----- Selected excerpt -----
Pharmacology

Dopamine

The dopaminergic system has been the most consistently targeted in schizophrenia. Blockade of dopamine receptors can reliably reduce psychosis in schizophrenia. On the basis of this observation, decades of research have been carried out focused on discovering abnormal dopaminergic function in schizophrenia. Other than a few "false starts" [215-217], the bulk of these studies have been either negative or non-contributory, i.e. demonstrating only a drug effect [34]. Still, because of the power and consistency of the drug treatment model, dopamine has continued to be taken as a pivotal player, although perhaps no longer considered singular in schizophrenia pathophysiology.

Carlsson's original construct gradually evolved to include the entire dopa-mine influenced cortico-striato-thalamo-cortical circuit potentially involved in schizophrenia. Moreover, as striatal pharmacology has become more fully described [218-220] at a systems and a cellular level, the need for a broader conceptualization of the neurotransmitter system involvement in schizophrenia has become apparent. Laruelle et al. [37] have used a clever in vivo ligand displacement technique to estimate synaptic dopamine release in striatum in schizophrenia. They have demonstrated increased dopamine release in response to amphetamine in schizophrenic subjects compared to control volunteers, but only in their florid state [221]. This has focused interest again on dopamine regulation in schizophrenia. Yet, most investigators now assume that regional changes in an entire system of neurotrans-mitters are likely to be involved in schizophrenia.
----- Entries shown -----
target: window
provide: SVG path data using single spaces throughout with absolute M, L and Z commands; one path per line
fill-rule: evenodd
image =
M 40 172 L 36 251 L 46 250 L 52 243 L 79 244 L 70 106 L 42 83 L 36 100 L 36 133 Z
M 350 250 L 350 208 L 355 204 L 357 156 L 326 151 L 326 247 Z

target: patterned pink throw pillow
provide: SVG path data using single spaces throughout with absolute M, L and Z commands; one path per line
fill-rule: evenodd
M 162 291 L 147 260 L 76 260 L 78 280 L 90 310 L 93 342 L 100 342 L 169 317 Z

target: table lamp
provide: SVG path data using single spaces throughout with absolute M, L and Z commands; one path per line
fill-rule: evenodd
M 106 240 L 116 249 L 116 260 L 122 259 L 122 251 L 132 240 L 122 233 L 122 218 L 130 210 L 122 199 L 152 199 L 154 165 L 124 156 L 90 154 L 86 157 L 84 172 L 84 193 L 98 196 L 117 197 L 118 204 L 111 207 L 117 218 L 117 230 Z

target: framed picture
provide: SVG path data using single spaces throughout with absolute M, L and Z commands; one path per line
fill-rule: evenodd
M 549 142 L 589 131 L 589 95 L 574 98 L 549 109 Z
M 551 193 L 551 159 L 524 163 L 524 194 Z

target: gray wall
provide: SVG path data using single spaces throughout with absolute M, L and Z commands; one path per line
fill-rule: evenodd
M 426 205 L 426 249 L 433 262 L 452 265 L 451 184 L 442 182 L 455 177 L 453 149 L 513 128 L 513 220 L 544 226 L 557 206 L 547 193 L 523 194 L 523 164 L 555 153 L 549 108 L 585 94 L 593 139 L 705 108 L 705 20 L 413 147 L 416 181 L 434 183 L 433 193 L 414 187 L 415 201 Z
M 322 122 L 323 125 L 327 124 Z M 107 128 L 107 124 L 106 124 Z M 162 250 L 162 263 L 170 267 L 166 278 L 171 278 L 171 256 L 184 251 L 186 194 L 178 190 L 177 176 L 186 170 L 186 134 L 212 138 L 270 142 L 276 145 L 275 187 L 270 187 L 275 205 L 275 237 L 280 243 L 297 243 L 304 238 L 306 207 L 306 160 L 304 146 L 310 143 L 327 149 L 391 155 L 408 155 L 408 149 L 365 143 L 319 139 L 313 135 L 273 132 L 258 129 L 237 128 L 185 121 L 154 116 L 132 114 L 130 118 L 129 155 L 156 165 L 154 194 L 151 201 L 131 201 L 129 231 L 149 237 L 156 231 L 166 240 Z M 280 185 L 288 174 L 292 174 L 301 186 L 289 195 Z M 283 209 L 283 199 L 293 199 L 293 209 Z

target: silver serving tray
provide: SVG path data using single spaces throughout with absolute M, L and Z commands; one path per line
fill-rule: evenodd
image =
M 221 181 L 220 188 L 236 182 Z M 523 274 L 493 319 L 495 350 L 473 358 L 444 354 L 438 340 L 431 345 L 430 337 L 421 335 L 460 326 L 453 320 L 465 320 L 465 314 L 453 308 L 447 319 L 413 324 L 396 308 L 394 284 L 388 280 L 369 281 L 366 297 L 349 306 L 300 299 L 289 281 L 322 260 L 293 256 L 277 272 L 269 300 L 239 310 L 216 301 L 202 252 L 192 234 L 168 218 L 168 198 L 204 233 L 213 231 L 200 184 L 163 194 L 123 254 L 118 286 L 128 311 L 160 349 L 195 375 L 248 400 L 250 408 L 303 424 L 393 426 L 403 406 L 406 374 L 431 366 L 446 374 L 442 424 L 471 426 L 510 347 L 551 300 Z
-----
----- Entries shown -----
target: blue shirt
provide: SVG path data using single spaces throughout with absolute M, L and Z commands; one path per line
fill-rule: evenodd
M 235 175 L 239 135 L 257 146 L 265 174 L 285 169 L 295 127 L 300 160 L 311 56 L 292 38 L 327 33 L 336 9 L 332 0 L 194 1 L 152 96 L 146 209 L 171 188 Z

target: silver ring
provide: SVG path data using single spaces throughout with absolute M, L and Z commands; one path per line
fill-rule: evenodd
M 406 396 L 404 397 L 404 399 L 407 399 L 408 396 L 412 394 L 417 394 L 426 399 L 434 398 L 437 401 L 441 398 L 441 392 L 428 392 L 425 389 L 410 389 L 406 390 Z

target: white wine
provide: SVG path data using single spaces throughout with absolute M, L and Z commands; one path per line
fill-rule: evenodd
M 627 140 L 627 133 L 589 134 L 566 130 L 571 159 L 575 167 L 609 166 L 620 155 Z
-----
Reproduce the full pharmacology passage on dopamine in schizophrenia above, word for word.

**Expected answer**
Pharmacology

Dopamine

The dopaminergic system has been the most consistently targeted in schizophrenia. Blockade of dopamine receptors can reliably reduce psychosis in schizophrenia. On the basis of this observation, decades of research have been carried out focused on discovering abnormal dopaminergic function in schizophrenia. Other than a few "false starts" [215-217], the bulk of these studies have been either negative or non-contributory, i.e. demonstrating only a drug effect [34]. Still, because of the power and consistency of the drug treatment model, dopamine has continued to be taken as a pivotal player, although perhaps no longer considered singular in schizophrenia pathophysiology.

Carlsson's original construct gradually evolved to include the entire dopa-mine influenced cortico-striato-thalamo-cortical circuit potentially involved in schizophrenia. Moreover, as striatal pharmacology has become more fully described [218-220] at a systems and a cellular level, the need for a broader conceptualization of the neurotransmitter system involvement in schizophrenia has become apparent. Laruelle et al. [37] have used a clever in vivo ligand displacement technique to estimate synaptic dopamine release in striatum in schizophrenia. They have demonstrated increased dopamine release in response to amphetamine in schizophrenic subjects compared to control volunteers, but only in their florid state [221]. This has focused interest again on dopamine regulation in schizophrenia. Yet, most investigators now assume that regional changes in an entire system of neurotrans-mitters are likely to be involved in schizophrenia.